[EXCERPTED TEXT]

The defendant held himself out as a non-drug-giving practitioner of that system or school for the healing of human diseases known as naturopathy. By virtue of section-6704 of the Consolidated Statutes the statutory provisions for the examination of applicants and the issuance of certificates for the practice of osteopathy were made to *533apply “to all other non-drug-giving practitioners except chiropractors (as to whom special statutes are applicable), by whatever name they are known or call themselves, or of whatever school they claim to be graduates or hold diplomas, and to anyone who holds himself out as being able to diagnose, treat, operate, or prescribe for any human diseases, . . . and who shall offer or undertake by any means or method to diagnose, treat, operate, or prescribe therefor without the use of drugs. . . . Provided, however, that all such persons so applying to said board for examination shall be examined only on the subjects of anatomy, physiology, pathology, and diagnosis.”
It appeared in evidence that the defendant had graduated from and held a diploma from the American School of Naturopathy, had practiced in New York and in Florida, and had, upon examination in the latter state, been granted a certificate to practice there, but had not stood the examination or received the certificate required by C. S., 6704, in North Carolina.
It further appeared that the plaintiff, the father and administrator of the estate of the intestate, was himself “a believer in the profession of naturopathy the same as Dr. Dahl”; that he knew the defendant well and had previously employed him to treat other members of his family on several occasions; that plaintiff’s brother was a practitioner of naturopathy; that plaintiff did not believe in the treatment prescribed by physicians for diphtheria in the administration of antitoxin “unless absolutely necessary.”
But plaintiff’s adherence to the same school of thought as the defendant would not prevent his recovering damages for the death of his intestate if he can show that the death of the child proximately resulted from the negligent and unskillful treatment of the defendant according to the method he held himself out to know and practice. “In calling a physician, a person is presumed to elect that the treatment shall be according to the system or school of medicine to which such physician belongs.” Van Sickle v. DooLittle, 184 Iowa, 885. “When a doctor accepts professional employment he is only required to exercise such reasonable care and skill as is usually exercised by doctors in good standing of the same school of practice.” Nelson v. Dahl, 174 Minn., 574.

[DATA EXTRACT]

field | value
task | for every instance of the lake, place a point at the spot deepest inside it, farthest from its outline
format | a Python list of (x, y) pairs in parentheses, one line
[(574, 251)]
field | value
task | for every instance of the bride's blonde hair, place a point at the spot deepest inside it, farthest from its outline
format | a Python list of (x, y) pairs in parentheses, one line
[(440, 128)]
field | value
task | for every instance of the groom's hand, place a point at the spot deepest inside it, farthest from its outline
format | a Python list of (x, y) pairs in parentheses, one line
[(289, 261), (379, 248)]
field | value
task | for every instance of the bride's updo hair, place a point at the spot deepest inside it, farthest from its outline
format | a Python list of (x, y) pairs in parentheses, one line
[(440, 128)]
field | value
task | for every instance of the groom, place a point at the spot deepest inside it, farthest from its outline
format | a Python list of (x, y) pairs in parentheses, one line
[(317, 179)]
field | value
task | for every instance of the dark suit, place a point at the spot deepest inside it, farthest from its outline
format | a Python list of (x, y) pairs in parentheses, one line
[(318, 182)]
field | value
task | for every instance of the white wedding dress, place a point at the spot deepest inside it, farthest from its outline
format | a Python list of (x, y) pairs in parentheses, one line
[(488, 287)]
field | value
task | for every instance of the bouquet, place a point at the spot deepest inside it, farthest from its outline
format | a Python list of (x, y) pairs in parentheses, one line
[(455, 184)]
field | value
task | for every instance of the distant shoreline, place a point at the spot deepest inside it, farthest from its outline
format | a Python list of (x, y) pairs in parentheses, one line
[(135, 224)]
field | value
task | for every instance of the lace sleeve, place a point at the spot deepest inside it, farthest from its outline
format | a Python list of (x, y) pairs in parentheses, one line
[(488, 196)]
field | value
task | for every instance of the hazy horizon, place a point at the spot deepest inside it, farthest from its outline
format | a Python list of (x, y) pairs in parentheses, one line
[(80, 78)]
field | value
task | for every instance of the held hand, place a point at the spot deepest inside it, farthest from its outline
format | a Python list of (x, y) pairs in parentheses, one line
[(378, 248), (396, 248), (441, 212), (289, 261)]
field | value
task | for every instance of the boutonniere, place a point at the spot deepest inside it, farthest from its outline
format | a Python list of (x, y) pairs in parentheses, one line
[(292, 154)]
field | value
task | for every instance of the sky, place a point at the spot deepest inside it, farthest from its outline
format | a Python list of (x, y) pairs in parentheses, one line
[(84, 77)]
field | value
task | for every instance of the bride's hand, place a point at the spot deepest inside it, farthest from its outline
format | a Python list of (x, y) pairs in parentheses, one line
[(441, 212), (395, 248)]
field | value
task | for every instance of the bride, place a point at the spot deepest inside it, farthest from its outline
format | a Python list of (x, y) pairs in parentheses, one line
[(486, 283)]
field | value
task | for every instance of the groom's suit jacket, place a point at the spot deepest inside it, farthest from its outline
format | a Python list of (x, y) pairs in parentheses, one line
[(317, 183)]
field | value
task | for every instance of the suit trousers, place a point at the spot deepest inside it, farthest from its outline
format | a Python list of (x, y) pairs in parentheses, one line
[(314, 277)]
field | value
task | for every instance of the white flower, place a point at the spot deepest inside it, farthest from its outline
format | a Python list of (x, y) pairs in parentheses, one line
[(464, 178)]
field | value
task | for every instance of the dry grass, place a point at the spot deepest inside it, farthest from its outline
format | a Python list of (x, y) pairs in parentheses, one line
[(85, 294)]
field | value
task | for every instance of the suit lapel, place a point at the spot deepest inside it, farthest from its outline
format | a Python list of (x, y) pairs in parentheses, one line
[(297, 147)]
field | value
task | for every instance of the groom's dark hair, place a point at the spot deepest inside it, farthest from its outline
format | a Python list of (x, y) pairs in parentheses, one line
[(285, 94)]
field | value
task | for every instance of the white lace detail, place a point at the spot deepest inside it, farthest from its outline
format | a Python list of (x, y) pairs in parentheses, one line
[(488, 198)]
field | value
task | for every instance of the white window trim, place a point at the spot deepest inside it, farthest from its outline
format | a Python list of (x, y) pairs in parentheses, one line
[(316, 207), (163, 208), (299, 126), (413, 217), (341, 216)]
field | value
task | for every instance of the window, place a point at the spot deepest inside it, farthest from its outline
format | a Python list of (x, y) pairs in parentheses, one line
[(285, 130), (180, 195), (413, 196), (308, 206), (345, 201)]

[DIRECTIONS]
**1.** List the subjects on which the opinion says applicants to the board are to be examined.
**2.** Print the passage of the opinion that begins at the words "It appeared in" and stops after the words "in North Carolina.".

[RESULTS OF THE EXERCISE]
**1.** anatomy, physiology, pathology, diagnosis

**2.**
It appeared in evidence that the defendant had graduated from and held a diploma from the American School of Naturopathy, had practiced in New York and in Florida, and had, upon examination in the latter state, been granted a certificate to practice there, but had not stood the examination or received the certificate required by C. S., 6704, in North Carolina.